**Extrait du document:**
● ● ● ● ●

Autrement, le fait que le sermon soit donné à Chypre n’influe pas notablement sur son contenu: par rapport au premier donné en France, trois ans plus tôt, on est frappé de la continuité des thèmes et pour tout dire du peu d’originalité qu’on trouve dans celui-ci 907 ; de toute évidence, si l’exemple représenté par Eudes de Châteauroux est susceptible de généralisation, les orateurs sacrés ne recherchent pas les effets spectaculaires, se fiant au contraire à la répétition inlassable des mêmes arguments et à l’usage des mêmes ressources de l’exégèse; il ne faut pas voir là l’effet d’une paresse intellectuelle, mais plutôt la conséquence de la nature paradoxale du support ultime des propos de l’orateur, la Bible: Parole de Dieu qui englobe tout, elle relève en même temps, à ce titre, d’une infinie polysémie; le contexte liturgique du sermon renforce cet aspect: « rien de nouveau sous le soleil », comme aime à le rappeler Eudes de Châteauroux, donc chaque cérémonie réitère la précédente; subsiste pourtant l’écart entre la profondeur infinie de la Parole et les faibles mots humains qui la portent, autrement dit c’est toujours la même vérité qui se dévoile, mais sous d’autres arguments et par d’autres raisonnements 908 . Le SERMO n° 11 démarre de fait sur des considérations de ce type, à partir du verset de Job (25, 3) qui sert de thème: « Peut-on dénombrer ses troupes ? »; l’auteur répond immédiatement par la négative: « Le nombre des soldats de Dieu ne relève pas de la connaissance humaine, mais de la connaissance divine, car Dieu sait qui sont les siens; c’est lui qui dénombre la multitude des étoiles et leur donne à toutes un nom », deux citations de l’Ecclésiastique sur la sagesse éternelle et principielle de Dieu appuyant l’idée 909 . L’exégète va donc pouvoir se livrer, grâce à vision historique rétrospective englobant histoire sacrée et profane 910 , à une tentative, forcément incomplète, de dénombrement des soldats de Dieu; psychologiquement, la technique est assez subtile, puisque la conclusion, implicite, du raisonnement conduit tout au long du sermon, c’est que toujours, aux Chrétiens qui savent d’abord se vaincre eux-mêmes, c’est à dire refouler la partie de leur être qui les pousse au mal 911 , de nouveaux soldats, notamment saint Georges, viennent en aide.

● ● ● ● ●

**Extraits de données:**
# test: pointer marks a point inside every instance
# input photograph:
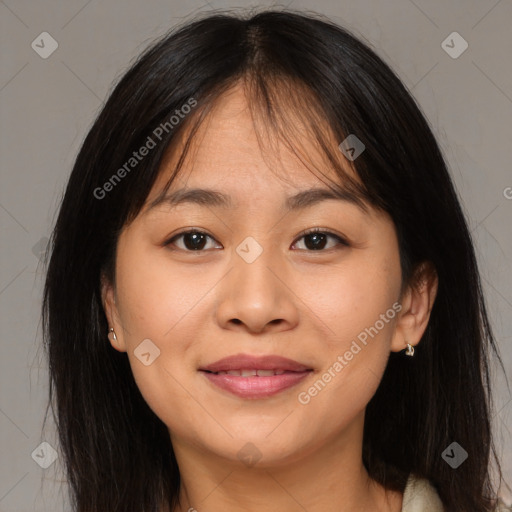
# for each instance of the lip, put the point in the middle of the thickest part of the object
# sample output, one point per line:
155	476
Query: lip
248	362
255	387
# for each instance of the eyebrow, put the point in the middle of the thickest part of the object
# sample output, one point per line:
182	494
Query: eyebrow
216	198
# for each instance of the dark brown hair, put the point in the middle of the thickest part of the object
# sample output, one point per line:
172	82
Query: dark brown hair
117	452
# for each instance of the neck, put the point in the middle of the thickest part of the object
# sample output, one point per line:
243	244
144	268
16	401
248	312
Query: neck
329	477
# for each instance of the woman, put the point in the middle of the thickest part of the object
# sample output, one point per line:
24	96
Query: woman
263	223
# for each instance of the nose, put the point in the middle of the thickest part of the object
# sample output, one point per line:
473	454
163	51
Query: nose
258	296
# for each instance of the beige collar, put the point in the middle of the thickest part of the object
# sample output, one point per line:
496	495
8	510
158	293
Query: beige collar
420	496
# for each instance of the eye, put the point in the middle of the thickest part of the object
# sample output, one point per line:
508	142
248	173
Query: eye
316	239
193	240
196	240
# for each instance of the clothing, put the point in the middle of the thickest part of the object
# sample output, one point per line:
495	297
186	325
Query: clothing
420	496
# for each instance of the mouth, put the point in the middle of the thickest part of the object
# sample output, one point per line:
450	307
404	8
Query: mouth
254	377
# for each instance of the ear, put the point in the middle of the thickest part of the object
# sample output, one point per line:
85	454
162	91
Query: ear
417	302
108	300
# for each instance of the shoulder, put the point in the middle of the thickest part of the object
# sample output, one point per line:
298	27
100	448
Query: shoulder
420	496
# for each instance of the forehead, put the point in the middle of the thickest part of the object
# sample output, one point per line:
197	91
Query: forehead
237	147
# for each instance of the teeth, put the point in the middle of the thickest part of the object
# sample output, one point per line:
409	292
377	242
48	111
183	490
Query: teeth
265	373
252	373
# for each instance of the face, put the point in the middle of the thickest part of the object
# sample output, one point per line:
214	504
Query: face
198	281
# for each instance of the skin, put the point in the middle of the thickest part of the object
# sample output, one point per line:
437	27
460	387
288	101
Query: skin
307	305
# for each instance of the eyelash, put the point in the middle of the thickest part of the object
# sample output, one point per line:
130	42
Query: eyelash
342	241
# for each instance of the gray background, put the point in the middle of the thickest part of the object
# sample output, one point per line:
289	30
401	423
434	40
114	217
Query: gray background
47	106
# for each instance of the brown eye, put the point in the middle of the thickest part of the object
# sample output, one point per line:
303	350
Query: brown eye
316	239
193	240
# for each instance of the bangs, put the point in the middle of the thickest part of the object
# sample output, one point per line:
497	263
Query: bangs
285	113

● ● ● ● ●

Répondez aux questions suivantes d'après le passage sur le sermon prêché à Chypre :
(a) Combien d'années plus tôt le premier sermon avait-il été donné en France ?
(b) Quel verset sert de thème au SERMO n° 11 ?
(c) Quel saint est nommé parmi les nouveaux soldats qui viennent en aide aux Chrétiens ?

**Résultat attendu:**
(a) Trois ans plus tôt.
(b) Le verset de Job (25, 3) : « Peut-on dénombrer ses troupes ? »
(c) Saint Georges.